#### Data section ####

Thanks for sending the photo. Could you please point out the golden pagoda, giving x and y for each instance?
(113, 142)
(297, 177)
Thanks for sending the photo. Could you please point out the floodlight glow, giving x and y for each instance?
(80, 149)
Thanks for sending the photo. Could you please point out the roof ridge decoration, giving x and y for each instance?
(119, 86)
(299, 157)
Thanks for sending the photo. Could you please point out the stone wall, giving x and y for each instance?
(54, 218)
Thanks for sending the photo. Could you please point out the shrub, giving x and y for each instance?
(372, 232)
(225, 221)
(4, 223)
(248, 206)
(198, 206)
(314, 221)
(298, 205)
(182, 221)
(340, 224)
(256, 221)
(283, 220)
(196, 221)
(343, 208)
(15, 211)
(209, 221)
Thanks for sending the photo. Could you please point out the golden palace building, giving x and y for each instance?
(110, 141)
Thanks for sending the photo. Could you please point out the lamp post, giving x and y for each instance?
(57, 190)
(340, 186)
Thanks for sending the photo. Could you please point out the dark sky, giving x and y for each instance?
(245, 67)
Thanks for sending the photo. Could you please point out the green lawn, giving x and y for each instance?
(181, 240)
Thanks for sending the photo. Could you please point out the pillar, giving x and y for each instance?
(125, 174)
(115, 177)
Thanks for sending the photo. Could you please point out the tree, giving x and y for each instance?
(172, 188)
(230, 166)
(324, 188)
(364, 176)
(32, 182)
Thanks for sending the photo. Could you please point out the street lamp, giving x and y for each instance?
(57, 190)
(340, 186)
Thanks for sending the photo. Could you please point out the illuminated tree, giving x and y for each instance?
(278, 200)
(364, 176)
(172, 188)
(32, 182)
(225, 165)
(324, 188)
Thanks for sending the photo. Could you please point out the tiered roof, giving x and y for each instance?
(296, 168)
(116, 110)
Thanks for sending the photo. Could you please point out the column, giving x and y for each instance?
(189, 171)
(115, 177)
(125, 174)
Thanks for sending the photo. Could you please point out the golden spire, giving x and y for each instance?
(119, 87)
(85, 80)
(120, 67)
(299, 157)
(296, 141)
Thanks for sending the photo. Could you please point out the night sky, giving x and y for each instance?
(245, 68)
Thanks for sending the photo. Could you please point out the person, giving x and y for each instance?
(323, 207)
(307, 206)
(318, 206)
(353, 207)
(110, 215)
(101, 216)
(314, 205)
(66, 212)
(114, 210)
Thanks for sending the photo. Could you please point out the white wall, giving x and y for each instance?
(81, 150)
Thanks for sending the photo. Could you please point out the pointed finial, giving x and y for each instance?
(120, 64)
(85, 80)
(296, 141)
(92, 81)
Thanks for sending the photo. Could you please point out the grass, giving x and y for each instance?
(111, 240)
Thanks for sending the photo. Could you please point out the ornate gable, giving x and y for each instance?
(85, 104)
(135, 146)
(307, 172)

####
#### Data section ####

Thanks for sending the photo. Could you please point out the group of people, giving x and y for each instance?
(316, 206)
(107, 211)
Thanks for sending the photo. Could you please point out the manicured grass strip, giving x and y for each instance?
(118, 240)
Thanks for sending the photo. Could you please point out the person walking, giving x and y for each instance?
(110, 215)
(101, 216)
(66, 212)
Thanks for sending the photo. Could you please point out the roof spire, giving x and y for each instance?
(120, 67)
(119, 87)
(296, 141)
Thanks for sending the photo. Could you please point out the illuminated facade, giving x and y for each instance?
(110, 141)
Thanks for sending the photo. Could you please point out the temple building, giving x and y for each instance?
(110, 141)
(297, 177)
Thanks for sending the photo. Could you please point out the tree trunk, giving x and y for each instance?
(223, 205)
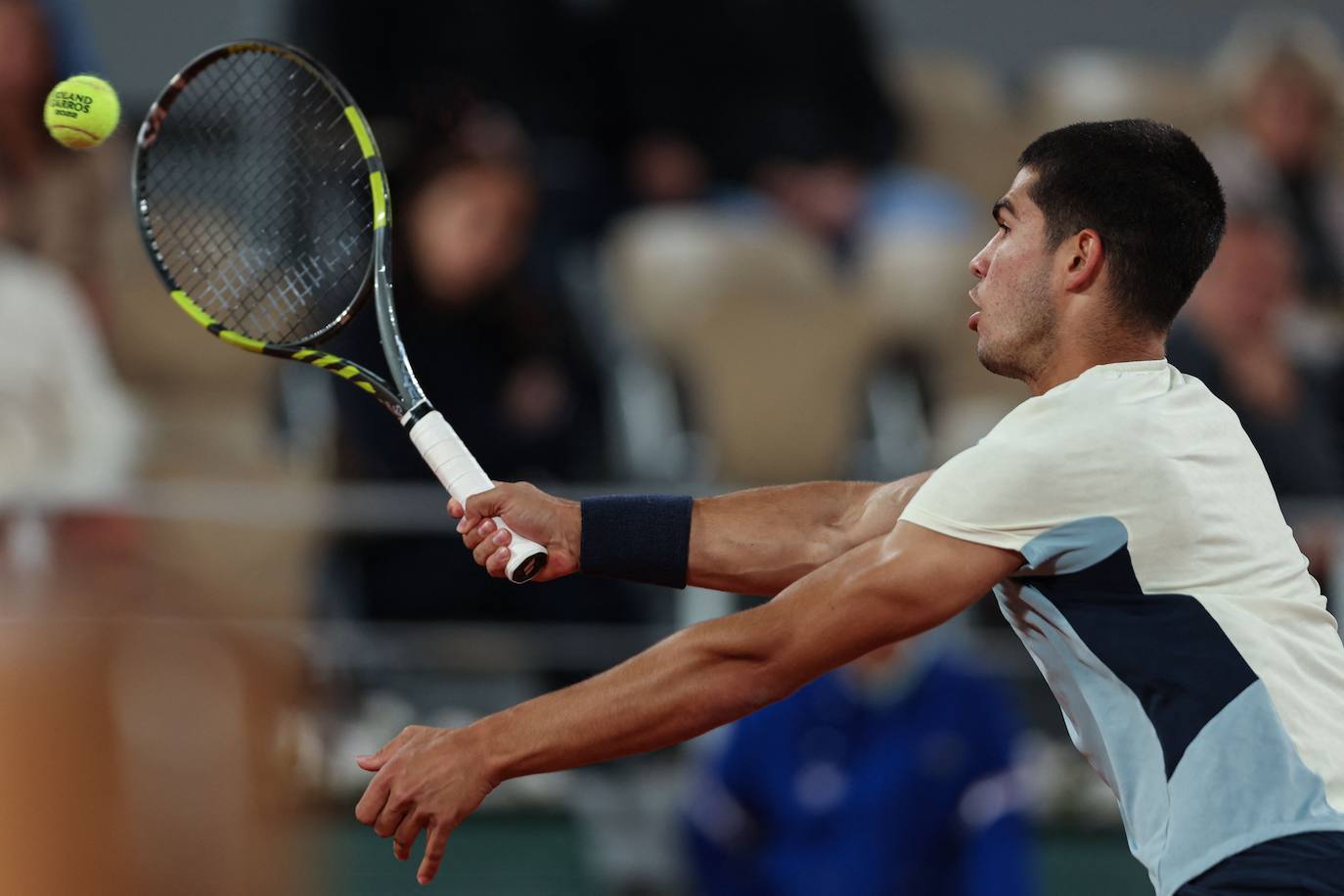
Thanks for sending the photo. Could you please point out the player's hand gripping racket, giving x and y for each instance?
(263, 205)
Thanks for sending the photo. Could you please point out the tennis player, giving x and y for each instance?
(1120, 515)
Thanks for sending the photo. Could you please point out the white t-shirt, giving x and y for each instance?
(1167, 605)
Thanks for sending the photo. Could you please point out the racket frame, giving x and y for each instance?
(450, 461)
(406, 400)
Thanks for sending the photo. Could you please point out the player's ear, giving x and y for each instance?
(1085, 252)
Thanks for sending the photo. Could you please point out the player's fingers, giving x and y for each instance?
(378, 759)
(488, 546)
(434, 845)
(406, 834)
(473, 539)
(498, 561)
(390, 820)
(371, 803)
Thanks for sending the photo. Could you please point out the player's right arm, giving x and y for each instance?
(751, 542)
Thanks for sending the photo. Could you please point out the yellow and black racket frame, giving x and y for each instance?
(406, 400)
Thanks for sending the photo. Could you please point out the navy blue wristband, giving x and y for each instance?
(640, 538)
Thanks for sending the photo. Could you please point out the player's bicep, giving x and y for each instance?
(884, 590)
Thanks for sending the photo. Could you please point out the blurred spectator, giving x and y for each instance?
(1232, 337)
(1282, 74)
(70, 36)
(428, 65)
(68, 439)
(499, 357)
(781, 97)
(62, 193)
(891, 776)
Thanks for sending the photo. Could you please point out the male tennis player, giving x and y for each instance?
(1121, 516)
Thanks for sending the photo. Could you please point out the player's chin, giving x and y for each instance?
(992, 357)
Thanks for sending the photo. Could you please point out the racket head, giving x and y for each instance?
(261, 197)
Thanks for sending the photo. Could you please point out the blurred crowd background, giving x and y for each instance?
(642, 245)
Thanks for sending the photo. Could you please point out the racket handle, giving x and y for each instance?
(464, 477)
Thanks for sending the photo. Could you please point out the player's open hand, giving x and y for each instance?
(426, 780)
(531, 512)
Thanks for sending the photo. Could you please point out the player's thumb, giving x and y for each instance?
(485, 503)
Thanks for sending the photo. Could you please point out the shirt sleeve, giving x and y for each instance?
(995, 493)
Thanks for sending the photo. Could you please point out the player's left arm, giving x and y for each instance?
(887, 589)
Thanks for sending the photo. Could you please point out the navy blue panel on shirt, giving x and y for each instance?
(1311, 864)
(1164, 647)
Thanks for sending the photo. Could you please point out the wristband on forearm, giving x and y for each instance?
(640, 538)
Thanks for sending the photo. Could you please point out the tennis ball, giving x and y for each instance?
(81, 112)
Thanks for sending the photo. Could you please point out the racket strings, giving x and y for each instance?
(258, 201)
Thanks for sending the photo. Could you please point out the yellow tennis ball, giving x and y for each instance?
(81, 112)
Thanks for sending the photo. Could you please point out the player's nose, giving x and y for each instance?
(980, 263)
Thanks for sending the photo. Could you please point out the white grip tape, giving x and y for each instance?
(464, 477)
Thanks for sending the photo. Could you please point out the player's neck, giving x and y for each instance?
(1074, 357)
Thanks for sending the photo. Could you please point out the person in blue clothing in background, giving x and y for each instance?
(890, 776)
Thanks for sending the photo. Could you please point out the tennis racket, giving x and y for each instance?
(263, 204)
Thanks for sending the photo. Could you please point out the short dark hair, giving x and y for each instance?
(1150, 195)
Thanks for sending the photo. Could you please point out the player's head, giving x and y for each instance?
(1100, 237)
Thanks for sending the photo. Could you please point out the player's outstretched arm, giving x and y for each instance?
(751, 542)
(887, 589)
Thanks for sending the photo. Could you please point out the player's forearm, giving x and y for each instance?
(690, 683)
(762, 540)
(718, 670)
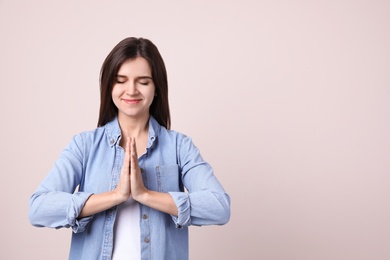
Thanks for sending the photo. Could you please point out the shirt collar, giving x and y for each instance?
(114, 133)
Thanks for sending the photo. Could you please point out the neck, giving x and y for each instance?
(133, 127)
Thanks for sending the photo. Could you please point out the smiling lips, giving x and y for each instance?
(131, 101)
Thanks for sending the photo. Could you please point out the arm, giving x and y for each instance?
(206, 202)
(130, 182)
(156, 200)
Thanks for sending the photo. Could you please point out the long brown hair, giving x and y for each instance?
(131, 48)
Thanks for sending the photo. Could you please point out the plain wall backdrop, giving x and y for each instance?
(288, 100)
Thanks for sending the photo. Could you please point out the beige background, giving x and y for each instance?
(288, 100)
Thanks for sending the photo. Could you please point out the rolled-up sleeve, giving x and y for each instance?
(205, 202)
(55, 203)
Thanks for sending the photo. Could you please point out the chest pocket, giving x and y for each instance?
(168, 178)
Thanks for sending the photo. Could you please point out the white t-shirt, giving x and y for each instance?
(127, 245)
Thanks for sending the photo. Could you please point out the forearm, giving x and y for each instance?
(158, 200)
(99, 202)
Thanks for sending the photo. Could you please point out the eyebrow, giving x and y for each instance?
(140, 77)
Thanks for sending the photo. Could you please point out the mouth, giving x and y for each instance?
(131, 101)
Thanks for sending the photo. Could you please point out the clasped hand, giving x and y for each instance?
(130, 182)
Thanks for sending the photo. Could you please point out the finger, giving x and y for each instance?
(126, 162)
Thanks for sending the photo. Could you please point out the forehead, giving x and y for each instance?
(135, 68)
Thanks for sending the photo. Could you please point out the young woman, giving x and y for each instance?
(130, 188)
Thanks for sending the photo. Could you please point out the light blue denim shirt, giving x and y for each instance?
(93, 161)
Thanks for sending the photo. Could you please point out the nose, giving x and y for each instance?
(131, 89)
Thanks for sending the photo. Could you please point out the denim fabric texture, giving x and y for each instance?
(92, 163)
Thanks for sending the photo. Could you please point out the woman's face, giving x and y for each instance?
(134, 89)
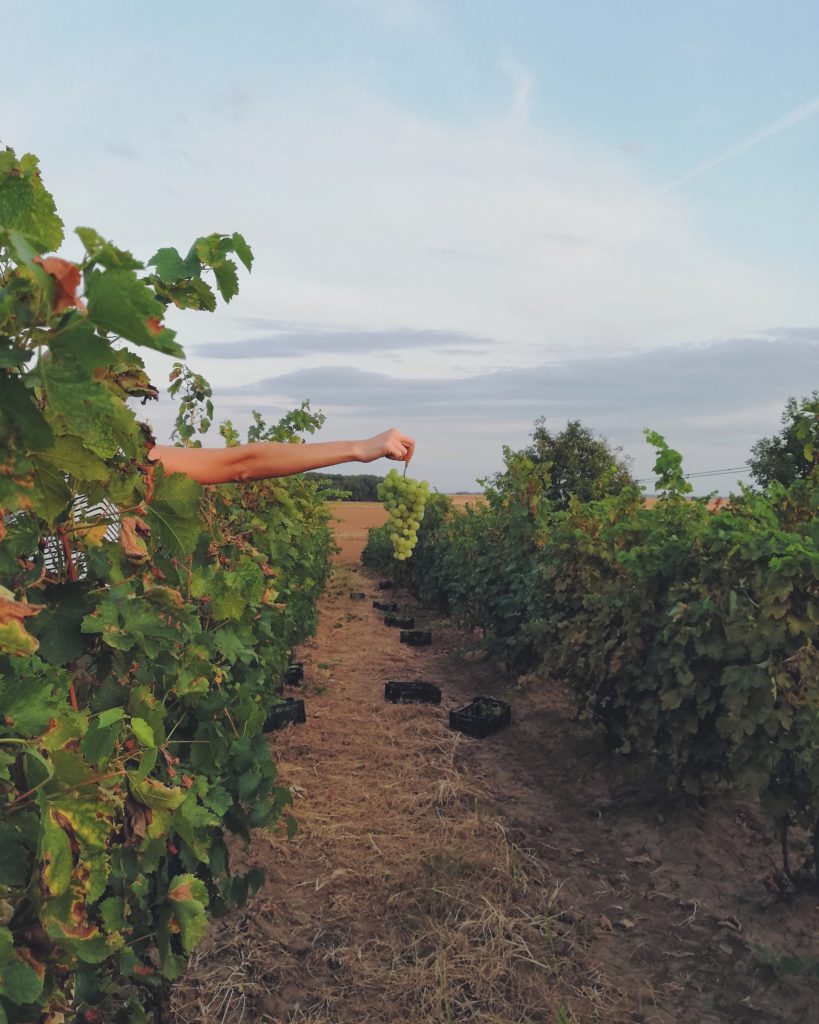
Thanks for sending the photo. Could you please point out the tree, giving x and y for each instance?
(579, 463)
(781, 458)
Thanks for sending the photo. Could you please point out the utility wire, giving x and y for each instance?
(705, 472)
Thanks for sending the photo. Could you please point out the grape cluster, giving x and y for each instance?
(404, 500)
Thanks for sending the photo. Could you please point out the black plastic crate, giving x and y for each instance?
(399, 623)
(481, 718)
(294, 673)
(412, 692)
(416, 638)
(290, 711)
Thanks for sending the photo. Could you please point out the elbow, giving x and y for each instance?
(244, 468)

####
#### Data section ####

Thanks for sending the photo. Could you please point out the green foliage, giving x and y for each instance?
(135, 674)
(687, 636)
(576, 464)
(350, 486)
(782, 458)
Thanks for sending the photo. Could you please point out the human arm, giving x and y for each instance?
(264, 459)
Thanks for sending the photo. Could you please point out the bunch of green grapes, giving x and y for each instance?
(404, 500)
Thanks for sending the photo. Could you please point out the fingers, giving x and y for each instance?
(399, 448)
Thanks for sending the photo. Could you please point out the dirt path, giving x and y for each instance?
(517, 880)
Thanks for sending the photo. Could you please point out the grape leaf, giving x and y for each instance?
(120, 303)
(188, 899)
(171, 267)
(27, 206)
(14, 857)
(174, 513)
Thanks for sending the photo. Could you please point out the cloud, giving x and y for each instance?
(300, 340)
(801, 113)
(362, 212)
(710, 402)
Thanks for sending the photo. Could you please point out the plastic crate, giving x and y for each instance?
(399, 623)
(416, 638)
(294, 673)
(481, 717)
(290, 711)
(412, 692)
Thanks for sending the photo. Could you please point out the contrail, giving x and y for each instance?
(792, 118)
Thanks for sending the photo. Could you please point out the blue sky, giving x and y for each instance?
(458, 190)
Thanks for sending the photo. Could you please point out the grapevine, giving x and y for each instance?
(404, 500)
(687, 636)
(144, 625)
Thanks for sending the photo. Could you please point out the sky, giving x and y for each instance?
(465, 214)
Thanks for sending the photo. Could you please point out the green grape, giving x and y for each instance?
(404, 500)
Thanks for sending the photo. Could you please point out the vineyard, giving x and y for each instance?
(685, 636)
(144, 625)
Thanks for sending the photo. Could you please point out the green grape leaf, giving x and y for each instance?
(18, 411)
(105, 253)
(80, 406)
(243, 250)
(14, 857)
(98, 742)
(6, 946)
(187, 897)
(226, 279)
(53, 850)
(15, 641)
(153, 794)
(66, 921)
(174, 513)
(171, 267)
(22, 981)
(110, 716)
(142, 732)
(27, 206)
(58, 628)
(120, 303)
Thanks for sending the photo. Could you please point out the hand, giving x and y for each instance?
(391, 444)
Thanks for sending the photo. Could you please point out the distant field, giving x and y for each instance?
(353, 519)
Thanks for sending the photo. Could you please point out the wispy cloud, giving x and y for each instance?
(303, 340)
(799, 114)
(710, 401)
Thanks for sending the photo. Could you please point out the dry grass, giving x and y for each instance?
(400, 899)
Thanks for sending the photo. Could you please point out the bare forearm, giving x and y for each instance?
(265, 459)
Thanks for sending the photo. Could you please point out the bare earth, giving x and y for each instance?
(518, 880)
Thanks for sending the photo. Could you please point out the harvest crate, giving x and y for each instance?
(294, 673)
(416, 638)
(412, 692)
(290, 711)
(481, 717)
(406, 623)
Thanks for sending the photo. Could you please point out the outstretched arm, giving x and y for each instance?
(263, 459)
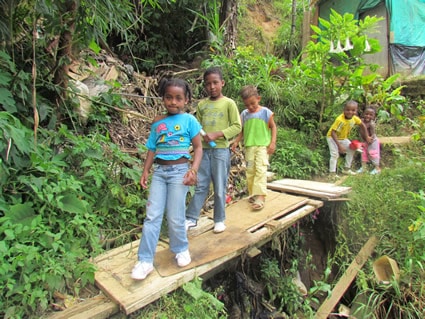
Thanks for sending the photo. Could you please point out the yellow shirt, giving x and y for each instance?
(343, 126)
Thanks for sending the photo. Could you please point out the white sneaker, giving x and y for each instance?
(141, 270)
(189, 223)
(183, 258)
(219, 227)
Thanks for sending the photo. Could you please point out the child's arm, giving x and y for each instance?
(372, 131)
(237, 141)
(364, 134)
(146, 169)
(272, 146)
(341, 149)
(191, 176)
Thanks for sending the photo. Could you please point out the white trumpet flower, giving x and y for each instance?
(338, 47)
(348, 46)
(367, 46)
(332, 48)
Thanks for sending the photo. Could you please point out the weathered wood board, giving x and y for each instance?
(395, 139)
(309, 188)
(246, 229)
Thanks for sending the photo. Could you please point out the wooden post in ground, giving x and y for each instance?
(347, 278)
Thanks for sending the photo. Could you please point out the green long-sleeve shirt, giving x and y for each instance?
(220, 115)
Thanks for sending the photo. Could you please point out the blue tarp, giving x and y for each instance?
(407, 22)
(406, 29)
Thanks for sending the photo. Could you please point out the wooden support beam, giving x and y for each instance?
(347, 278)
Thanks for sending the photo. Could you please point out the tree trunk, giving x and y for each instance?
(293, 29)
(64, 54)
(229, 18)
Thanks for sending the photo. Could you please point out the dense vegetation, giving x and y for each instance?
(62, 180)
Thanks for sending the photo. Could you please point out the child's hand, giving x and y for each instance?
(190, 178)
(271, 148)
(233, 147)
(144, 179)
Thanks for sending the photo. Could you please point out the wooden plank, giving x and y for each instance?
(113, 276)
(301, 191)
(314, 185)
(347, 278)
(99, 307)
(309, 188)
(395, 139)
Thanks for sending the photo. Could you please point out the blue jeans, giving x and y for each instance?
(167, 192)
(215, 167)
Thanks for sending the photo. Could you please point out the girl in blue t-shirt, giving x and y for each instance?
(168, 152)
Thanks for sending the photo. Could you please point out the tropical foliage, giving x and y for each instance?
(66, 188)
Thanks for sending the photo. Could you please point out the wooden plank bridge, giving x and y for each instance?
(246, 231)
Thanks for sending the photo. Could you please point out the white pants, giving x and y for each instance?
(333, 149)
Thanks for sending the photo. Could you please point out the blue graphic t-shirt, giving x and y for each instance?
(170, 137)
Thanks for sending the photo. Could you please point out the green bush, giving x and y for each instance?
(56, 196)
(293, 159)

####

Challenge: Report every line from the entries above that contains the word "child", treating uppercase and lowercase as different.

The response:
Thanks for sending the photo. Could you please point out the child's arm, giving x and y for each instance?
Thanks for sending the photo. Could you please point out the child's hand, giving x and y for each instance?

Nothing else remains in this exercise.